_TASKS AND EXERCISES_
#1 For each statement about the passage on the Superintendent of Finance, answer yes or no and quote the words from the passage that decide it. (a) Robert Morris took the oath of office in May. (b) Dr. Richard Price declined Congress's appeal to reorganize its finances. (c) The Bank of North America opened on January 7, 1782.
#2 List every person mentioned by name in the passage on the Superintendent of Finance.

GIVEN PASSAGE START

Head of the United States Department of Finance

Superintendent of Finance of the United States was the head of Department of Finance, which was an executive office during the Confederation period with power similar to a finance ministry. The only person to hold the office was Robert Morris, who served from 1781 to 1784, with the assistance of Gouverneur Morris.

==Background==
Various boards and committees were formed from June 3, 1775, on to handle financial matters for the provisional government of the United States, the Continental Congress. But, as early as 1776, dissatisfaction with this system led Robert Morris, in a message to a Committee of Secret Correspondence, to argue for the use of executives.

Congress was open to other methods of finance administration. In late 1778 after the Franco-American alliance formed, a congressional appeal to Welsh finance writer Dr. Richard Price was made for him to come and reorganize their finances, which he declined. In early 1779, Congress requested that their European agents look into methods of administration for war, treasury and naval departments and other offices, but nothing came of that request.

==History==

Three executive departments were formed in early 1781, finance, foreign affairs and military affairs under the Articles of Confederation. The Confederation Congress on Wednesday, February 7, 1781, formed a department of finance with its chief officer titled superintendent of finance. Robert Morris was nominated on February 20, accepted on May 14 and took the oath of office in June. Given the terrible state of the economy, Congress gave him a huge grant of powers and agreed to Morris's demand to allow him to continue his private business activities. The superintendent and his assistant served as part of an informal cabinet during this end phase of the war.

The office of Secretary of Marine, basically a Secretary of the Navy predecessor, was also formed in 1781 with Major General Alexander McDougall initially holding the position. This position was soon replaced by the office of Agent of the Marine, which was not directly filled, but taken on voluntarily by the Superintendent.

Morris reduced all governmental expenditures, including those on the military. He purchased military supplies using his own money; at times by borrowing from friends or issuing notes on his credit. Accounting procedures were tightened by his direction. The states were pressed by Morris to come up with money and supplies per their quotas.

The superintendent took out various personal loans and pushed states for funding for the 1781 Yorktown campaign of General George Washington. Additional funds were needed for the campaign, for which a large loan was obtained from France.

The Bank of North America was chartered in December 1781 by the Congress of the Confederation and opened on January 7, 1782, at the prodding of Robert Morris. Morris funded the bank with the French loan and his own fortune. The bank was used as a financier of the war. This was thus the union's first de facto central bank, being the United States' first government-incorporated bank, following in the footsteps of the Bank of England until 1785, when the Bank's charter within the Commonwealth of Pennsylvania was revoked.

In 1782, Gouverneur Morris initiated the decimal coinage idea while coining the word "cent" that later became standard for the country's currency.

After Morris left the superintendency on November 1, 1784, the post was superseded by a board.

==Powers==
Its powers were analogous to that of Secretary of the Treasury or the prime minister of many British Commonwealth countries. Unlike the office of prime minister, the office of superintendent was not held by an individual who was at the time a member of the government. In this way, it was more like the prototype for the soon to be devised office of the presidency.

GIVEN PASSAGE END
SUPPLIED DATA START

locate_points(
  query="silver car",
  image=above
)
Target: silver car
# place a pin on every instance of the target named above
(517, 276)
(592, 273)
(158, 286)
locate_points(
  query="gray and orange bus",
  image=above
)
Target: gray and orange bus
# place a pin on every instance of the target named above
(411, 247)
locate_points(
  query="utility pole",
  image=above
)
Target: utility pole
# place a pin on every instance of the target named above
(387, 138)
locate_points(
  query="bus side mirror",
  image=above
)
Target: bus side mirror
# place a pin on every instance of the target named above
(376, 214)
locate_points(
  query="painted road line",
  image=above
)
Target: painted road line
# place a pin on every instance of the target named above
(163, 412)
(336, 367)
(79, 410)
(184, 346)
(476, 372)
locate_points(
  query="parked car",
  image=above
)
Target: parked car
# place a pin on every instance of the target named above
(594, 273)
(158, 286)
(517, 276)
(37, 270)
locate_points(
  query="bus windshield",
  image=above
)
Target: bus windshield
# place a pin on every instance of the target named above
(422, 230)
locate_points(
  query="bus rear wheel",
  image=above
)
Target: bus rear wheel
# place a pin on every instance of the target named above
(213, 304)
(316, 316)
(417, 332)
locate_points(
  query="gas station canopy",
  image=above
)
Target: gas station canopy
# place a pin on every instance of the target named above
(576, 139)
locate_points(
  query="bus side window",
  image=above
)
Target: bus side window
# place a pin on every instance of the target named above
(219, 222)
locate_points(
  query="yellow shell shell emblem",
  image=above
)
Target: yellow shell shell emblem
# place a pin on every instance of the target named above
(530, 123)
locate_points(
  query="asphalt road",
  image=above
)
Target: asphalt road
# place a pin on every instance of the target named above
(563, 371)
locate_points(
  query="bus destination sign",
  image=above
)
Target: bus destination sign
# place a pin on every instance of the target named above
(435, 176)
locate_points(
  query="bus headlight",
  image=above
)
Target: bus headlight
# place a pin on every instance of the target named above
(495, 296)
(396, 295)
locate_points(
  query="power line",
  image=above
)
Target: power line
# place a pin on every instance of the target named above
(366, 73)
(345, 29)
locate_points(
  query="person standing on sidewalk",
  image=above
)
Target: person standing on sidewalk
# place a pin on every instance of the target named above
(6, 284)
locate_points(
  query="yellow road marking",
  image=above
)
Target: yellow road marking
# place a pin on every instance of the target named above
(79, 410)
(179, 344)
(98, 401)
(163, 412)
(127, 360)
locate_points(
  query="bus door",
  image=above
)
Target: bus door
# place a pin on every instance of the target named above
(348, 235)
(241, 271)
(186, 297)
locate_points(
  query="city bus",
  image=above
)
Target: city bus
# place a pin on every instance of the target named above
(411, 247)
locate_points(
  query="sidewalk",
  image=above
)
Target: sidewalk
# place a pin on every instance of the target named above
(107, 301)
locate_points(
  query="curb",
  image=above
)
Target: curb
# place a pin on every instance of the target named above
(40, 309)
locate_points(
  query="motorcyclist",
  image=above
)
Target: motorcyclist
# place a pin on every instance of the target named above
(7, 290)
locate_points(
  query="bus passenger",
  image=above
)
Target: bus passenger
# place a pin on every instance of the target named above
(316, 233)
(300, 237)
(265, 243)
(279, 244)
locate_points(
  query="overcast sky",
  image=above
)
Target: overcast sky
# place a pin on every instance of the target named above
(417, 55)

SUPPLIED DATA END

_RESPONSE LIST_
#1
(a) No: "accepted on May 14 and took the oath of office in June"
(b) Yes: "a congressional appeal to Welsh finance writer Dr. Richard Price was made for him to come and reorganize their finances, which he declined"
(c) Yes: "opened on January 7, 1782"

#2
Robert Morris
Gouverneur Morris
Richard Price
Alexander McDougall
George Washington